[Collected data entries]

------------------------------

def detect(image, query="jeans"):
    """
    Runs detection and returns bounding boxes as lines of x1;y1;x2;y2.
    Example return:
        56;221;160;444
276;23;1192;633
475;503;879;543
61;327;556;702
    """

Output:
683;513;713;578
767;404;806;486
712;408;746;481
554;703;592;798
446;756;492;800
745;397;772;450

------------------------------

* Task instructions
Write out every line of the listing again without changing anything.

* Exercise solution
def detect(image, query="jeans"):
    """
    Runs detection and returns bounding boxes as lines of x1;y1;x2;y2.
    Example return:
        56;221;160;444
276;23;1192;633
475;503;879;543
61;327;556;702
    """

Output:
683;513;713;578
767;404;806;486
712;408;746;481
554;703;592;798
446;756;492;800
745;397;772;450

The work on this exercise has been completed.